GIVEN PASSAGE section start
Lot 176
  • 176

Pablo Picasso

Estimate
400,000 - 600,000 USD
bidding is closed

Description

  • Pablo Picasso
  • Homme au chapeau melon
  • Signed Picasso (lower right)inscribed 22 Rue Victor Hugo, Montrouge (Seine) (lower left)
  • Pencil on paper
  • 12 1/2 by 8 in.
  • 32 by 20.5 cm

Provenance

Galeria Leandro Navarro, Madrid
Galerie Beres, Paris
Galerie Brame & Lorenceau, Paris
Acquired from the above by the present owner

Exhibited

Dublin, Irish Museum of Modern Art, Analysing Cubism, 2013, n.n.

Literature

Anisabelle Beres & Michel Arveiller, Au Temps des Cubistes 1910-1920, Paris, 2006, no. 189, illustrated p. 462-63

Condition

Executed on cream-colored laid paper. The verso of the sheet is not accessible as it is attached to the supporting mat around the perimeter. The medium is strong and well-preserved. There is some minor time staining along the top edge and a further stain in the top right corner. This work is in overall very good condition.
In response to your inquiry, we are pleased to provide you with a general report of the condition of the property described above. Since we are not professional conservators or restorers, we urge you to consult with a restorer or conservator of your choice who will be better able to provide a detailed, professional report. Prospective buyers should inspect each lot to satisfy themselves as to condition and must understand that any statement made by Sotheby's is merely a subjective qualified opinion.
GIVEN PASSAGE section end
- [TASKS TO COMPLETE]
1. Reproduce the Picasso auction listing from "In response to" up to and including "subjective qualified opinion.".
2. In the Picasso auction listing, what medium is the drawing executed in?
3. Resume the Picasso auction listing, continuing on from its final sentence.
PROVIDED DATA section start
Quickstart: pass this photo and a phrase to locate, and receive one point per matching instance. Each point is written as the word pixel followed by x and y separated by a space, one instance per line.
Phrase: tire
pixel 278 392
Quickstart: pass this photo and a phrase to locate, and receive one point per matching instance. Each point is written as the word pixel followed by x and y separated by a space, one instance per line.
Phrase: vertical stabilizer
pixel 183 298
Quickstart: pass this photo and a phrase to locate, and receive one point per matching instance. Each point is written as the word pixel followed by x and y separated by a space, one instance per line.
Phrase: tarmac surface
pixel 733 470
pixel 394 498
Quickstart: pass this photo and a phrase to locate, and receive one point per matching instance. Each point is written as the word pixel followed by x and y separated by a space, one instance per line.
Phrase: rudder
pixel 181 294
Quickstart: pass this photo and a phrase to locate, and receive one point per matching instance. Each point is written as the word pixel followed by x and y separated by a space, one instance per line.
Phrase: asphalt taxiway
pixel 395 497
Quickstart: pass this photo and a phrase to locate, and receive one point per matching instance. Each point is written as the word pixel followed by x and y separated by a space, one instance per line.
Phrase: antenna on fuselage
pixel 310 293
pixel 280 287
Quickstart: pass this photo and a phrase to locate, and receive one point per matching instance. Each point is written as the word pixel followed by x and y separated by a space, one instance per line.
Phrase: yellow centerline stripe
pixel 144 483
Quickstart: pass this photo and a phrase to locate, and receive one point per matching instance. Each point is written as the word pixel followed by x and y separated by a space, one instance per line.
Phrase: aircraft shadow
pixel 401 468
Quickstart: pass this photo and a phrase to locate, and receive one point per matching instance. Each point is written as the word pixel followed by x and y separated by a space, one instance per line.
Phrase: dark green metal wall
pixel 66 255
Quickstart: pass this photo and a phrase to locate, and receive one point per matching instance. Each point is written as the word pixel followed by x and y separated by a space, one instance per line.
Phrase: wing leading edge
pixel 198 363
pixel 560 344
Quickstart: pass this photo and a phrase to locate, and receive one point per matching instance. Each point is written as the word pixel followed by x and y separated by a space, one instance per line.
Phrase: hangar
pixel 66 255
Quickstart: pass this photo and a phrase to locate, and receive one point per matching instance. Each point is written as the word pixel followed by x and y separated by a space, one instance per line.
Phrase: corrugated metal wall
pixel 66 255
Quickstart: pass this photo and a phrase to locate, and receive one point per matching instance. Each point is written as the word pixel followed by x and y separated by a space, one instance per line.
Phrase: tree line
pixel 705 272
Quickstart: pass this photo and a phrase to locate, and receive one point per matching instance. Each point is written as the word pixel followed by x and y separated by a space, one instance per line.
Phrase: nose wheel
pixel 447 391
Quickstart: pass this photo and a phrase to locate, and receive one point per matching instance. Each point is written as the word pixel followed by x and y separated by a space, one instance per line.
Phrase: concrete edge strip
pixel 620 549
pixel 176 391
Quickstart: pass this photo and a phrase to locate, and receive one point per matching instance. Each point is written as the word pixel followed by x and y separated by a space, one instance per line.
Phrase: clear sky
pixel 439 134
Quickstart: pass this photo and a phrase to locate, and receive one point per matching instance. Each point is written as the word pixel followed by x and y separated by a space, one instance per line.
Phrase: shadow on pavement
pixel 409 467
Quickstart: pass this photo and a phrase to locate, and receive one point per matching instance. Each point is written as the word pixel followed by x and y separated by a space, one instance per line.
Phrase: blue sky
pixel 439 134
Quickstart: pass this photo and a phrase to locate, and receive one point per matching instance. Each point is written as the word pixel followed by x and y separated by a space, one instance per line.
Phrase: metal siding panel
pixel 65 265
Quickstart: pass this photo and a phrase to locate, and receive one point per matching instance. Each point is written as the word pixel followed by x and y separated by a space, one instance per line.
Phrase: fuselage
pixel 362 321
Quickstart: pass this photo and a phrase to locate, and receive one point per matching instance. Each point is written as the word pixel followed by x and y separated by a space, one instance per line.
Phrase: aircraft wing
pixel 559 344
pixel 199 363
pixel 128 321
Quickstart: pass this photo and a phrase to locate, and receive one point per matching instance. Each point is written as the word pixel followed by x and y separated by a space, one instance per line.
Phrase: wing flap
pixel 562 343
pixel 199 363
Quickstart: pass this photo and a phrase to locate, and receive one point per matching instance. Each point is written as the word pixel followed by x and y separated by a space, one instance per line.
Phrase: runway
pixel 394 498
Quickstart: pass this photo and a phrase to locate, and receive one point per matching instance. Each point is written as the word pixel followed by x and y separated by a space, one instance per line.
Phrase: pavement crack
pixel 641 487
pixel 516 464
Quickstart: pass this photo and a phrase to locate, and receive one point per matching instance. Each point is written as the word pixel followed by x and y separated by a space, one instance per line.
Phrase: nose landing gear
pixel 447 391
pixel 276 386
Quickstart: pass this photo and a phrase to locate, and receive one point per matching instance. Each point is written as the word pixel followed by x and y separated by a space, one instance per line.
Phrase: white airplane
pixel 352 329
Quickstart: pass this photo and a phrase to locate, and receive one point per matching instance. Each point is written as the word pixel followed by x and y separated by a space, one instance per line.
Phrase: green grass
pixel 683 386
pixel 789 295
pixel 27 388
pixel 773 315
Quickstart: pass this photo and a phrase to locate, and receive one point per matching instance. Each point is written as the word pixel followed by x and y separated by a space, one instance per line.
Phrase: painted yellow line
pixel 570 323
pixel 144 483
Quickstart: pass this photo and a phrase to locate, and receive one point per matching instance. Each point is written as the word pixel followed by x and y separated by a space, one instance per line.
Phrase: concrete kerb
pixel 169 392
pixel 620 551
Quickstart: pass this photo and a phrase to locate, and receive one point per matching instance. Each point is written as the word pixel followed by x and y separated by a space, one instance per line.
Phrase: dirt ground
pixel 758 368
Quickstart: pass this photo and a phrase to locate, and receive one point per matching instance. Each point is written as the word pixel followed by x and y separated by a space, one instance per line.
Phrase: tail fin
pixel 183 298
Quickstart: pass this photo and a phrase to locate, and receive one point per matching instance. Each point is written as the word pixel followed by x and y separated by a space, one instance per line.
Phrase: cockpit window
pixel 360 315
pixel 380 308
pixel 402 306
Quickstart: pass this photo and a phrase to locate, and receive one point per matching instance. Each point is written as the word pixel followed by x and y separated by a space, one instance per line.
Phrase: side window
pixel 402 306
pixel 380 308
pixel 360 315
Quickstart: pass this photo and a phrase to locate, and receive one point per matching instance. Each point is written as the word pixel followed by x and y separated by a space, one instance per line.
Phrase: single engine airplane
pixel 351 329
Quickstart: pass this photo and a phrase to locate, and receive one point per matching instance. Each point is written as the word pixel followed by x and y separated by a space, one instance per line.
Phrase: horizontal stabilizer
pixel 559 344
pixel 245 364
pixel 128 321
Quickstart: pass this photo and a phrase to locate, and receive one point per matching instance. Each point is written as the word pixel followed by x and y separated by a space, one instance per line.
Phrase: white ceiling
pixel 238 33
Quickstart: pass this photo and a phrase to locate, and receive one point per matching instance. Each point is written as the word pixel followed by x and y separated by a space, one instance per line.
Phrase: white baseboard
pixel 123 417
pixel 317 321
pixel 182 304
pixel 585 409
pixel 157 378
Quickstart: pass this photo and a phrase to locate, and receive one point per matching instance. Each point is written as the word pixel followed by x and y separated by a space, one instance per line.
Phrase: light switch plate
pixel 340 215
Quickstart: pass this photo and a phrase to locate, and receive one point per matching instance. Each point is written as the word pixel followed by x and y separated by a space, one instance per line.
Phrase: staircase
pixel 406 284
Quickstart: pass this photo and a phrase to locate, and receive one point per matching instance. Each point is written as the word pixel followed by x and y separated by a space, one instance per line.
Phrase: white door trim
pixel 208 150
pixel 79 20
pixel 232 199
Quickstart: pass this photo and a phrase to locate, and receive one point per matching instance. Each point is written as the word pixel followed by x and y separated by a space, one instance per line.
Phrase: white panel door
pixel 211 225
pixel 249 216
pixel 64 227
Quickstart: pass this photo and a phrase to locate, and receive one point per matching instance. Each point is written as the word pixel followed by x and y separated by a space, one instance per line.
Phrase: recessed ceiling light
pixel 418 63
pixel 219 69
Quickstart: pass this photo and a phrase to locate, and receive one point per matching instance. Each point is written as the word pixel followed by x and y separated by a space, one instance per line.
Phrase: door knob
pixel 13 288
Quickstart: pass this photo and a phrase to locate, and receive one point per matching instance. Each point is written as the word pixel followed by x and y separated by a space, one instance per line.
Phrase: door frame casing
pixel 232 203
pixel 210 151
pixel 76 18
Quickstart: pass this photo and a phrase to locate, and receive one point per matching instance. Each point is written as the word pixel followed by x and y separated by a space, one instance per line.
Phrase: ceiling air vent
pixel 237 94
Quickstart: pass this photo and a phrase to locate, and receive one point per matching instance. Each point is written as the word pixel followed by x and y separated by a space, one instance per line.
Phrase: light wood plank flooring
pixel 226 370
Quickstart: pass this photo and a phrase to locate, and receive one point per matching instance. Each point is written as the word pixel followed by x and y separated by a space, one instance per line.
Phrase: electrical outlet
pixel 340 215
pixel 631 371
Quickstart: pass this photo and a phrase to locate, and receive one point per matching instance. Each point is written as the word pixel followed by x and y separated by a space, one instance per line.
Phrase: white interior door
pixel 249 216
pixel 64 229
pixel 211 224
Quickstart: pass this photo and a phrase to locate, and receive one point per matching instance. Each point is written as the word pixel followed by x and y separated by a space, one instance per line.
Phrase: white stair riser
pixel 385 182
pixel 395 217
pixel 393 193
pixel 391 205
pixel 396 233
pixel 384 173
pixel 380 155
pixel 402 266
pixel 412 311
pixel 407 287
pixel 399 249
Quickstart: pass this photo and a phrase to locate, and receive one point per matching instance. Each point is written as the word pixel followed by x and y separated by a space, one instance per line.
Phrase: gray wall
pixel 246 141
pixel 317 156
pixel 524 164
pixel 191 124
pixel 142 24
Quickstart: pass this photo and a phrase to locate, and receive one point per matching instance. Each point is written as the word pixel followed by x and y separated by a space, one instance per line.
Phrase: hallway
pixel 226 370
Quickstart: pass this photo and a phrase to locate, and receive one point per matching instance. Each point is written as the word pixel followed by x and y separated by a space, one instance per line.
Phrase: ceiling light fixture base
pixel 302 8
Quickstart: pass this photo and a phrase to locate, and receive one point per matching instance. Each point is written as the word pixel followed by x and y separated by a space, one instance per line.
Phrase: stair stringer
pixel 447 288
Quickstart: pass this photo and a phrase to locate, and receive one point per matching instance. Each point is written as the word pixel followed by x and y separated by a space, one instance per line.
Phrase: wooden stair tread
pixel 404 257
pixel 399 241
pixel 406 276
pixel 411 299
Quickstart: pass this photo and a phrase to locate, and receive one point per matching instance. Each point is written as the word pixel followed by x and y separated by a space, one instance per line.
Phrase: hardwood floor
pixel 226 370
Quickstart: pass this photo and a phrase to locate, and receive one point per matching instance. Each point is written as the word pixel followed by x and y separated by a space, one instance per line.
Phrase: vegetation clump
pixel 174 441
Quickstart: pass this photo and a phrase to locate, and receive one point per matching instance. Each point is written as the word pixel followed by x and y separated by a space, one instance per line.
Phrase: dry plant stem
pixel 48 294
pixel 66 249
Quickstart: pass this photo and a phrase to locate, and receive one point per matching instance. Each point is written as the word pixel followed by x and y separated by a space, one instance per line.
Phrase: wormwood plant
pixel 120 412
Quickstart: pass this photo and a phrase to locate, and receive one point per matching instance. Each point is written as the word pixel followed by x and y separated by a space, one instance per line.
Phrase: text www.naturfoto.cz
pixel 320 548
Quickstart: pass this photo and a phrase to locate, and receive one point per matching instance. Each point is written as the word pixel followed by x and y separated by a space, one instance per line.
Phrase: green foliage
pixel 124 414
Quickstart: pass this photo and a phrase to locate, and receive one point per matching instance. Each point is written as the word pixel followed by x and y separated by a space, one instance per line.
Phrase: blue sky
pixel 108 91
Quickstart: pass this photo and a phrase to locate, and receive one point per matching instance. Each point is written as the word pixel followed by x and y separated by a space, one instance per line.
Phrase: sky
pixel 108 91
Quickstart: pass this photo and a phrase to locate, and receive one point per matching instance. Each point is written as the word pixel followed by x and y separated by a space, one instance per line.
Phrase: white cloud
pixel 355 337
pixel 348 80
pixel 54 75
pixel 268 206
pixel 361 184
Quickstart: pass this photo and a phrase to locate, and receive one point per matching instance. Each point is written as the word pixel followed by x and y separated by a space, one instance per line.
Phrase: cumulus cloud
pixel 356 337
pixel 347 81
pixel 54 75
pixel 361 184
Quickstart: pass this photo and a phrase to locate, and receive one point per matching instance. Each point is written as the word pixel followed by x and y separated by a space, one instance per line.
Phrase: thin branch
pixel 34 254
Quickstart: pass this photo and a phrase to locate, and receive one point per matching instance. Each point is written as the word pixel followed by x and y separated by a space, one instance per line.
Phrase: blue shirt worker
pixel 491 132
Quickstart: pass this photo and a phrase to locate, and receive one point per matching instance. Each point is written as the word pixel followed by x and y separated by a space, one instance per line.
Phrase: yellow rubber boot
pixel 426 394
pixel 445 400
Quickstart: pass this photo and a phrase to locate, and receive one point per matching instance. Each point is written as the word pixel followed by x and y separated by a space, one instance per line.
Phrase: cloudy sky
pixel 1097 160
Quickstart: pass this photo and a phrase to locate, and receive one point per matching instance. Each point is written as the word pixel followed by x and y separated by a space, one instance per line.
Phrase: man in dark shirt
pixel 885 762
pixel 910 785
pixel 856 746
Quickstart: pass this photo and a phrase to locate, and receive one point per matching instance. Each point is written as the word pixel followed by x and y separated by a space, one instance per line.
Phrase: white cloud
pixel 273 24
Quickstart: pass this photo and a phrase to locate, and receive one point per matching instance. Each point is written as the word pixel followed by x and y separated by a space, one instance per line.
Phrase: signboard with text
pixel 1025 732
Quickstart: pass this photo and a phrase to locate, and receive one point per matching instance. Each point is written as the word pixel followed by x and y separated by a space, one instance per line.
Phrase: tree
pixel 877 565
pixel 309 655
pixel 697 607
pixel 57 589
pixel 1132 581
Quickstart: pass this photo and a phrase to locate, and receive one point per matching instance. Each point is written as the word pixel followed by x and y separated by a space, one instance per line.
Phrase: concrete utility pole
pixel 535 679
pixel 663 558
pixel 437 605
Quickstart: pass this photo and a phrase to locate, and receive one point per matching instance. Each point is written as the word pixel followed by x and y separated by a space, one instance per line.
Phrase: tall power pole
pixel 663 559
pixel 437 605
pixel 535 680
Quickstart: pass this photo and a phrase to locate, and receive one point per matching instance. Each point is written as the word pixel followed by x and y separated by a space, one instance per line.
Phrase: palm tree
PROVIDED DATA section end
- [RESPONSES PER TASK]
1.
In response to your inquiry, we are pleased to provide you with a general report of the condition of the property described above. Since we are not professional conservators or restorers, we urge you to consult with a restorer or conservator of your choice who will be better able to provide a detailed, professional report. Prospective buyers should inspect each lot to satisfy themselves as to condition and must understand that any statement made by Sotheby's is merely a subjective qualified opinion.

2. Pencil on paper.

3.
NOTWITHSTANDING THIS REPORT OR ANY DISCUSSIONS CONCERNING CONDITION OF A LOT, ALL LOTS ARE OFFERED AND SOLD "AS IS" IN ACCORDANCE WITH THE CONDITIONS OF SALE PRINTED IN THE CATALOGUE.

Catalogue Note

Homme au chapeau melon is a testament to Picasso’s extraordinary draughtsmanship and pushes the boundaries of Picasso’s Cubist concerns. Executed circa 1916, it drives his Cubist motifs even further with its intersecting planes and effervescent shading that creates a visually stimulating “push-pull” between flatness and perceived depth.

The year 1915, in which the effects of the war were strongly resonating across Europe, was also a particularly trying one for Picasso. His lover of four years whom he had met through Louis Marcoussis, Eva Gouel, was dying of tuberculosis in a suburban Paris hospital. In a typical Picasso tour-de-force, he was already seeing another lover, Gaby Depeyre Lespinasse, who would then become the object of his desire. It is in such period of emotive turmoil, introspection and creative frenzy that Picasso was also at his most inventive. Pierre Daix noted, “Picasso’s painting had become baroque. He was experiencing an evident pleasure in painting, in exploring every available decorative possibility, urged on by perhaps those whose Cubism he had inspired, like Juan Gris or Severini—but Eva was once again the queen of this flowering, which, with a sequence of still lifes dedicated to Ma Jolie and an explosion of color, combines the most intense lyricism and humor. This will later be called Rococo Cubism, a particularly ill-chosen term. It is, in fact, amorous Cubism” (Pierre Daix, Picasso, Life and Art, Paris, 1987, p. 137).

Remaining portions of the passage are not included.